SET TASK 1:
Pick out every line of the entries that contains the string "pool", treating uppercase and lowercase letters as distinct.

##### SELECTED EXCERPT #####

In some implementations, the matching is carried out by exact matching of the canonical representation strings. In other implementations, this matching can be carried out by comparing the strings using soft matching. The soft matching may for example be carried out by calculating an edit distance between the strings and comparing that to a threshold.

The scoring module 220 also rejects fresh queries which have canonical representations which do not match that of at least another fresh query.

The scoring module 220 then calculates a group popularity score for each group of fresh queries. The group popularity score for a given group is based at least in part on a number of times that one or more of the fresh queries in the given group have been submitted during the current time interval. The group popularity score thus indicates the collective, recent popularity of the same or similar information request which is represented by the fresh queries in a group.

The techniques for calculating the group popularity score can vary from implementation to implementation.

In some implementations, the scoring module 220 calculates individual popularity scores for each fresh query in the given group. The individual popularity score of a particular fresh query may be calculated based on the number of times the particular fresh query has been submitted during the current time interval. The scoring module 220 can then calculate the group popularity score for the given group as a function of the individual popularity scores for fresh queries in the given group. This function may be for example a sum, a sum of log values of the individual popularity scores, or other function.

In some implementations, the scoring module 220 uses the individual popularity scores for all of the fresh queries in the given group to calculate the group popularity score. In other implementations, the scoring module 220 selects a predetermined number of the fresh queries in the group having the highest individual popularity scores. The individual popularity scores for the selected fresh queries can then be used to calculate the group popularity score. The predetermined number of the highest ranked fresh queries may for example be one or two. In one implementation, the scoring module 220 selects the fresh queries in the given group by sorting the fresh queries to create a ranking, and selects a predetermined number of the highest ranked fresh queries in the group.

#####

SET TASK 2:
Substitute "fuzzy matching" for "soft matching" in the query-scoring excerpt, between "In some implementations, the matching" and "another fresh query.", inclusive, and write out that passage with the change.

##### DATA FOR THIS EXERCISE #####

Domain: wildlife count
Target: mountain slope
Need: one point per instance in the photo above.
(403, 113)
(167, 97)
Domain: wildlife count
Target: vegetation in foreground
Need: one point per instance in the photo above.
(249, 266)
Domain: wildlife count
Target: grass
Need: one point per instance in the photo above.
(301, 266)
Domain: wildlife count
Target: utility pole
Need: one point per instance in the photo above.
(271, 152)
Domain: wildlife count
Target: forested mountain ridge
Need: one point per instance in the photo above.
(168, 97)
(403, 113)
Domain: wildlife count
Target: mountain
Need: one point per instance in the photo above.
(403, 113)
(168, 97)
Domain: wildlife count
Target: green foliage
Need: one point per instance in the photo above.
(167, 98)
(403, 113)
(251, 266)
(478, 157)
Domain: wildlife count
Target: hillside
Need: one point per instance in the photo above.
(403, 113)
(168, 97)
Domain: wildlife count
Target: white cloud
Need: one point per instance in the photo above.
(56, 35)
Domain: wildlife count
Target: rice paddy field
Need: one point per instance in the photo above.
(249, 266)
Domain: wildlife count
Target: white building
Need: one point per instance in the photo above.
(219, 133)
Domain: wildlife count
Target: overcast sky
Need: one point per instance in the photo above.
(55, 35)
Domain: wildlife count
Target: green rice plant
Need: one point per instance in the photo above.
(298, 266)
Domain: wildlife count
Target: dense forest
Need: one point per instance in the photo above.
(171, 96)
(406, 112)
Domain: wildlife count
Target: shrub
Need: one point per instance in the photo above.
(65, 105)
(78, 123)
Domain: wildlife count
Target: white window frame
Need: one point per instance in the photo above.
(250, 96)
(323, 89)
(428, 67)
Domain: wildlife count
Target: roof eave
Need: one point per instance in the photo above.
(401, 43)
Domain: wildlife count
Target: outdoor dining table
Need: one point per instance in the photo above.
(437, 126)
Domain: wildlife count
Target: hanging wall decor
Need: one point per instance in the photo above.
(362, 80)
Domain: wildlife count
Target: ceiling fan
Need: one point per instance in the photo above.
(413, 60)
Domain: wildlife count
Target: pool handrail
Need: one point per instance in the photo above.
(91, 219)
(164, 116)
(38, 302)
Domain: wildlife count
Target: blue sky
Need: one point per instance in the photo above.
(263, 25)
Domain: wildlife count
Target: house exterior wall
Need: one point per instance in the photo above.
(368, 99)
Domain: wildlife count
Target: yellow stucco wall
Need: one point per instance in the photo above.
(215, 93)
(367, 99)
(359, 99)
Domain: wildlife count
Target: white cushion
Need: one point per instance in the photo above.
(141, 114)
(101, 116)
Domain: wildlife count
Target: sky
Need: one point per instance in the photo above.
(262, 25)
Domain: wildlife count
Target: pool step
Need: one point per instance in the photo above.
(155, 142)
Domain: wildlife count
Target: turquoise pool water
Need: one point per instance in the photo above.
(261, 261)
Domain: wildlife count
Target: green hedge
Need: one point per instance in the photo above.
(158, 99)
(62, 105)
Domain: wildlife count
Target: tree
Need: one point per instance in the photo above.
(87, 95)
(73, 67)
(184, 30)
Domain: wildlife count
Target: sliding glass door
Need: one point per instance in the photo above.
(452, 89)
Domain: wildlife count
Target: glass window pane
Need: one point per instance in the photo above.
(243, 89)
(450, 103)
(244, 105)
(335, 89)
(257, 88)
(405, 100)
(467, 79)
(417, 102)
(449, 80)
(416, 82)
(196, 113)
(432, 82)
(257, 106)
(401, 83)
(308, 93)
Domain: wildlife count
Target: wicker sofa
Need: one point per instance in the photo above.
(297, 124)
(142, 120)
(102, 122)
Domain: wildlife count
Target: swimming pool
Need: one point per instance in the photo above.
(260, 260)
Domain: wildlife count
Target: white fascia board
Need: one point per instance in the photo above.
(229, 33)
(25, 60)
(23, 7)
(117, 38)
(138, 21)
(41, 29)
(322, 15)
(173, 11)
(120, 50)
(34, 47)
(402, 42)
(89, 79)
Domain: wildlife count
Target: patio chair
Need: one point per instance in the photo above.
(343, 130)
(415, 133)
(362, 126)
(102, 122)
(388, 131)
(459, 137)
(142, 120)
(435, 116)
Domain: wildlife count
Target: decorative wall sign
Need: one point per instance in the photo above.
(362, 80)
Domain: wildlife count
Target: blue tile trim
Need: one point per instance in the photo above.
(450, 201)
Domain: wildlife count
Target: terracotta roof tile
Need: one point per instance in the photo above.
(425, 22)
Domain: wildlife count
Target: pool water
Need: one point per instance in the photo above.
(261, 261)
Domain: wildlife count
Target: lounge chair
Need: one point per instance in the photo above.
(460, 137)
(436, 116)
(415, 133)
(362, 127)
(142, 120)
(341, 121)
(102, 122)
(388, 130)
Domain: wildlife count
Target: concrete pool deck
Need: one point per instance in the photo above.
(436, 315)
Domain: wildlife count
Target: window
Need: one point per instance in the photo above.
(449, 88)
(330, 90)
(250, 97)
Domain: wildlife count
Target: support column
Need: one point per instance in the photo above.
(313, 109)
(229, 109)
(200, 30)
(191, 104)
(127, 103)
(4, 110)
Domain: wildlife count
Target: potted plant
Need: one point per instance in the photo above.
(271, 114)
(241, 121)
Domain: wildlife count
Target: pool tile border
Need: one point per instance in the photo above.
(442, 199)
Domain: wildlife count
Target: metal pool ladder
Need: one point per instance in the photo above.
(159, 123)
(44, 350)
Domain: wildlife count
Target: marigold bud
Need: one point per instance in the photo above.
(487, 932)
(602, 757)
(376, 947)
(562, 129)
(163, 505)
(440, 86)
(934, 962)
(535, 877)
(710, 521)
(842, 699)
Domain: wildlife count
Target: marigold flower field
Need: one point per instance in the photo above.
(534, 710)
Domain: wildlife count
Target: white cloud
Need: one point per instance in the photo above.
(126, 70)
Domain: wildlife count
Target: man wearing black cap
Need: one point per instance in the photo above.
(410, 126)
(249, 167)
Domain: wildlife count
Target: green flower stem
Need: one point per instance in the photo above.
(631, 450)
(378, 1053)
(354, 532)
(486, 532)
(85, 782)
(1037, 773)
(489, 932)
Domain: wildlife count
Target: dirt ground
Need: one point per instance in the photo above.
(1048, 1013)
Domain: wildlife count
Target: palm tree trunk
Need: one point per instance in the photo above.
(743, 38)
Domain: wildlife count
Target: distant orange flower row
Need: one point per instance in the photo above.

#####

COMPLETE OUTPUT 1:
Target: pool handrail
Target: pool step
Target: turquoise pool water
Target: swimming pool
Target: pool water
Target: concrete pool deck
Target: pool tile border
Target: metal pool ladder

COMPLETE OUTPUT 2:
In some implementations, the matching is carried out by exact matching of the canonical representation strings. In other implementations, this matching can be carried out by comparing the strings using fuzzy matching. The fuzzy matching may for example be carried out by calculating an edit distance between the strings and comparing that to a threshold.

The scoring module 220 also rejects fresh queries which have canonical representations which do not match that of at least another fresh query.